* **TASK REQUIREMENTS**
In the bios, what degree did Paul Jones earn from the University of Michigan in 1974?

* **PAGE TEXT**
Paul L. Jones Senior Systems/Software Engineer U. S. Food and Drug Administration Paul Jones works at the U. S. Food and Drug Administration. He is a Senior Systems/Software Engineer in the Center for Devices and Radiological Health, Office of Science and Engineering Laboratories (OSEL) where he serves as an in-house consultant on regulatory matters involving medical device software system safety, software engineering, risk management, and safety/security assurance cases. He divides his time between transitioning high confidence software and systems (cyber-physical systems) research work into FDA’s regulatory science process and national and international standards development, and managing OSEL’s software lab.
Prior to joining FDA, Mr. Jones worked in industry for 20 years gaining extensive experience in systems/ software engineering developing business systems, operating systems, configuration management systems, and quality assurance systems.
Mr. Jones earned a MS degree in Computer Engineering from Loyola College in 1999 and BSE degree in Naval Architecture and Marine Engineering from the University of Michigan in 1974.
Stephen Magill Research Manager Galois, Inc.
Dr. Stephen Magill is a research lead in software security at Galois, Inc., where he is the principal investigator for Galois’ team on DARPA’s Cyber Fault-tolerant Attack Recovery project (CFAR). Prior to joining Galois in 2014, Stephen was a Research Scientist at the Institute for Defense Analyses Center for Computing Sciences (IDA/CCS).
Before that, he was a post-doctoral researcher with Michael Hicks at the University of Maryland, College Park.
His work has addressed software correctness, security, and robustness and spanned both dynamic and static approaches to software analysis.
Stephen earned his Ph.D. in Computer Science from Carnegie Mellon University under the guidance of Peter Lee, Stephen Brookes, and John Reynolds. His thesis work centered on the use of separation logic to prove termination and other liveness properties of heap-manipulating programs. Current research interests include security and predictability of cyber-physical systems, reasoning under uncertainty, and formal aspects of privacy preservation.

* **PROVIDED INFORMATION**
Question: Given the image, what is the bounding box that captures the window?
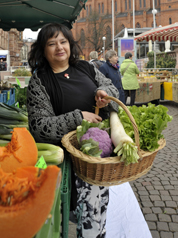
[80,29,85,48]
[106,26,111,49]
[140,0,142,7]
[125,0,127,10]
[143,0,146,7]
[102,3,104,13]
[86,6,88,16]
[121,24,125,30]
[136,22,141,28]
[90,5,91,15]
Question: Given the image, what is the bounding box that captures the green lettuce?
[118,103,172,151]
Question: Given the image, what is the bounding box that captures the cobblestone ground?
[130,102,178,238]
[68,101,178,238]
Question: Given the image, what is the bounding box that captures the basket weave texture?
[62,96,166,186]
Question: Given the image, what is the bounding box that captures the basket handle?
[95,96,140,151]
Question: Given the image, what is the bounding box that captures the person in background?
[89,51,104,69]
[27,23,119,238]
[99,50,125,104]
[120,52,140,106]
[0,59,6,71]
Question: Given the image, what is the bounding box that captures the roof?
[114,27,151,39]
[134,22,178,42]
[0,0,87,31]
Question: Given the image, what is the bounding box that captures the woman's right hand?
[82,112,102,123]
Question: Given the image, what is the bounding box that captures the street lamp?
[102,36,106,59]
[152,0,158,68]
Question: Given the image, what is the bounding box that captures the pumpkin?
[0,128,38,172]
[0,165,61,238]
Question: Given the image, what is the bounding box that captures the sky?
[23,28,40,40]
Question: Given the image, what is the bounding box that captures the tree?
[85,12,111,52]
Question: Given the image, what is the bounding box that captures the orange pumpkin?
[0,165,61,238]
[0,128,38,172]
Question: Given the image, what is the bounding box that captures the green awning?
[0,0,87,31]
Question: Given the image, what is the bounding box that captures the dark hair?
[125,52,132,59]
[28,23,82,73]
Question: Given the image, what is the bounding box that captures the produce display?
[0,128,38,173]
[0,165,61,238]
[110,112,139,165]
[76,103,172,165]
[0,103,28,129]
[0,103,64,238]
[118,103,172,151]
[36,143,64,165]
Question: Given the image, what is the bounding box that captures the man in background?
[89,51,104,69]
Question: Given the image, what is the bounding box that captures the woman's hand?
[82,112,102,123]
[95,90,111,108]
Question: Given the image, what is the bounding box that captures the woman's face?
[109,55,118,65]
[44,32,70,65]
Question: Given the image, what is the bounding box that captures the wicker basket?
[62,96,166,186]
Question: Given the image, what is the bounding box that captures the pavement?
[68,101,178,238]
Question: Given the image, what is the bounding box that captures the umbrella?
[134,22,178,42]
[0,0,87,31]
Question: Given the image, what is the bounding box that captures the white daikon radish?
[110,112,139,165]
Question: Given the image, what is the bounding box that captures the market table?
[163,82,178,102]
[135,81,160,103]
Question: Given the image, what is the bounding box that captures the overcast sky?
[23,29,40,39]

* * *

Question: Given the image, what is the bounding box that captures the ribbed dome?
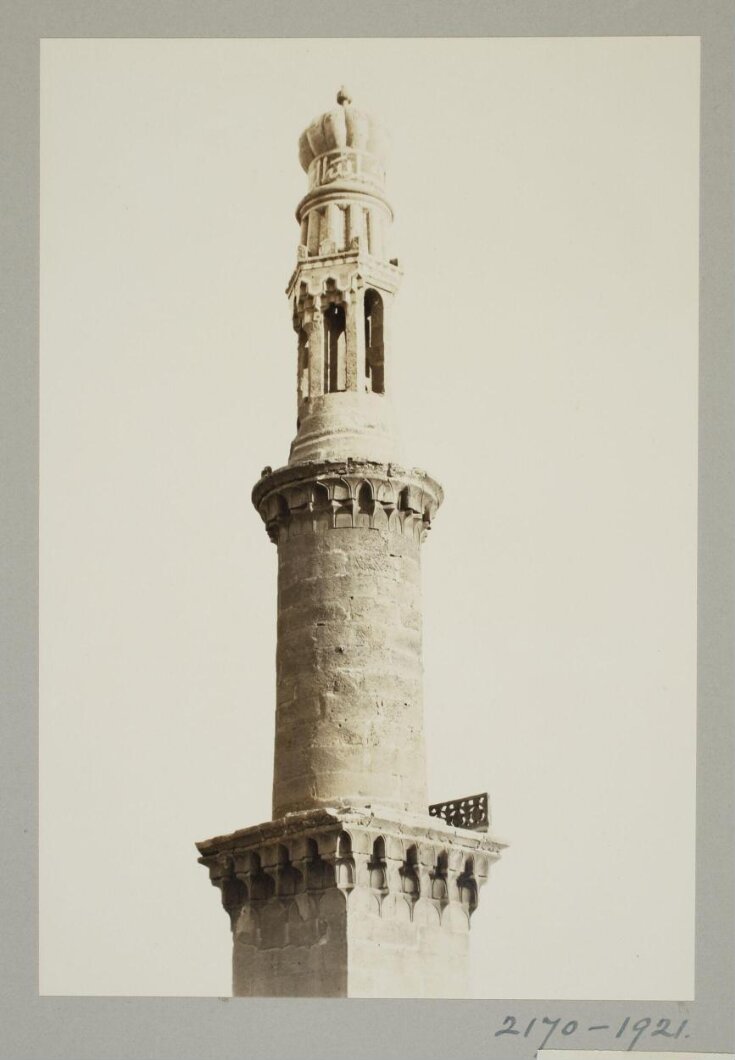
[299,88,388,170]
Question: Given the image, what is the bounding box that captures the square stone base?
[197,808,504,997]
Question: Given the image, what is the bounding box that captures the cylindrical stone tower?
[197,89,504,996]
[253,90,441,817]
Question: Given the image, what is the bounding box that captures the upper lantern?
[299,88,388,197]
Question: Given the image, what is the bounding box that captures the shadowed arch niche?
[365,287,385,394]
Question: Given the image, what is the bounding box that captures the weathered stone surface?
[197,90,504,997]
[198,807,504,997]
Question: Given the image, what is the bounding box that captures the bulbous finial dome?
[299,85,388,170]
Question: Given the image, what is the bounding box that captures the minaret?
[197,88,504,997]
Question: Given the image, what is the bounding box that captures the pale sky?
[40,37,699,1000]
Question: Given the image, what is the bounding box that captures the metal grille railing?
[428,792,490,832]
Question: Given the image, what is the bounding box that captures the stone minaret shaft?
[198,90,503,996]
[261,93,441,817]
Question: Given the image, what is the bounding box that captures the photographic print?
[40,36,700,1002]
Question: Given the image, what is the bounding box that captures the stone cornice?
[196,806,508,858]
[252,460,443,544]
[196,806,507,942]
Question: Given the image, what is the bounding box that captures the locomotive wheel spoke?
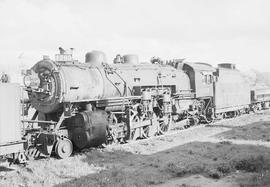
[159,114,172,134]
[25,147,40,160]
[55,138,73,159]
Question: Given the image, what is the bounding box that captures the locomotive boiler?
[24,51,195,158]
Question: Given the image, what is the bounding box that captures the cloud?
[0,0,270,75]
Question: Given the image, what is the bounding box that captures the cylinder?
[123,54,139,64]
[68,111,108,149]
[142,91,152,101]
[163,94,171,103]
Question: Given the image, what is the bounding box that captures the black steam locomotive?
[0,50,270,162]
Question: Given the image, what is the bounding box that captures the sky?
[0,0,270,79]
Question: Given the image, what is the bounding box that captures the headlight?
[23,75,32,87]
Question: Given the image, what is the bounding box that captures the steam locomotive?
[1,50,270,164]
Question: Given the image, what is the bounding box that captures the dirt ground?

* **OUTPUT FOR THIS EXERCISE**
A BSE degree in Naval Architecture and Marine Engineering.